Predigtvorschläge zu Reihe I - Lk 19,41-48

Anmerkung: Es findet sich in dieser Predigt öfter das Wort καιρος, gesprochen kairós (Betonung auf dem "o"). Die Bedeutung wird in der Predigt gegeben.

Liebe Gemeinde!
„Jesus weint über Jerusalem“ - so ist der erste Teil des Evangeliums dieses 10. Sonntags nach Trinitatis, des auch sogenannten Israelsonntags, in der Lutherbibel überschrieben. Es ist der Sonntag, an dem das Verhältnis der Christen zum jüdischen Volk bedacht werden soll. Es gab bis zur letzten Perikopenrevision im Jahr 2018 daneben auch den 10. August als Gedenktag der Zerstörung Jerusalems. Bis dahin lag der Fokus des 10. Sonntags nach Trinitatis aber auch mehr auf dem Gericht, das Gott über das Volk Israel verhängte, indem er es im Jahr 70 in alle Welt zerstreute. Vor rund 20 Jahren verlegte man den Schwerpunkt durch eine Neuauswahl der Perikopen mehr auf ein versöhnliches Verhältnis zwischen der christlichen Kirche und dem jüdischen Volk, und seit 2018 ist der 10. August kein eigener Gedenktag mehr, sondern man kann nun am 10. Sonntag nach Trinitatis das Verhältnis der Kirche zu dem Volk Israel oder die Zerstörung Jerusalems bedenken. Zum Gedenken der Zerstörung Jerusalems gehört auch das Evangelium, das wir gerade gehört haben.
Jesus scheint resigniert zu haben, man könnte fast meinen, dass er Jerusalem aufgegeben hat. Dass von den Menschen dort keine positive Reaktion auf seine Botschaft folgt, belastet ihn, ja, er weint deswegen. Dies wohl auch, weil er, in die Zukunft blickend, weiß, was die Menschen in Jerusalem erwartet.
Der Abschnitt dient übrigens vielen Exegeten zur Bestimmung der Zeit, in der das Lukas-Evangelium entstanden ist. Die Evangelisten haben in ihren Evangelien ja keine Zeitangaben gemacht, weswegen versucht wird, aus den Texten eine Datierung abzuleiten.
Da hier ganz deutlich die Zerstörung Jerusalems durch die Römer im Jahr 70 n. Christus beschrieben wird, meinen viele, dass Lukas sein Evangelium nach 70 verfasst haben müsse, denn erst im Jahr 70 wurde Jerusalem zerstört, und woher sollte Jesus – bzw. der Evangelist – davon wissen, wenn nicht dadurch, dass das Ereignis in der Vergangenheit liegt.
Daneben gibt es aber auch namhafte Exegeten, die von einer früheren Entstehung, etwa um das Jahr 60, ausgehen. Sie halten es immerhin für möglich, dass Jesus um die Zukunft Jerusalems weiß und darauf dann auch hinweist. Demnach wäre dieser Abschnitt nicht ein in die Vergangenheit projizierter Rückblick, sondern eine Schau in die Zukunft.

### Bereitgestellte Einträge
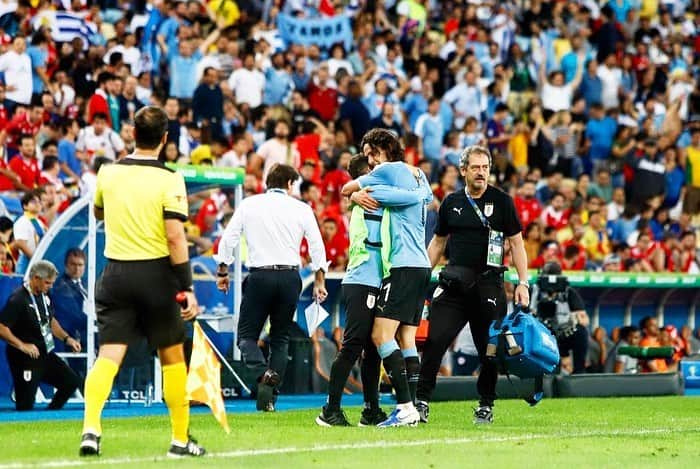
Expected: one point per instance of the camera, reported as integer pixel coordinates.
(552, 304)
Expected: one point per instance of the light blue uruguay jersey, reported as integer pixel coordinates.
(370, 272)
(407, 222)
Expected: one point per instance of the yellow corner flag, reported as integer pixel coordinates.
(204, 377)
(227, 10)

### Schriftliche Aufgabe
Kopieren Sie aus der Predigt den Abschnitt von „Jesus scheint resigniert“ bis einschließlich „in Jerusalem erwartet.“ wortgetreu.

### Vollständige Lösung
Jesus scheint resigniert zu haben, man könnte fast meinen, dass er Jerusalem aufgegeben hat. Dass von den Menschen dort keine positive Reaktion auf seine Botschaft folgt, belastet ihn, ja, er weint deswegen. Dies wohl auch, weil er, in die Zukunft blickend, weiß, was die Menschen in Jerusalem erwartet.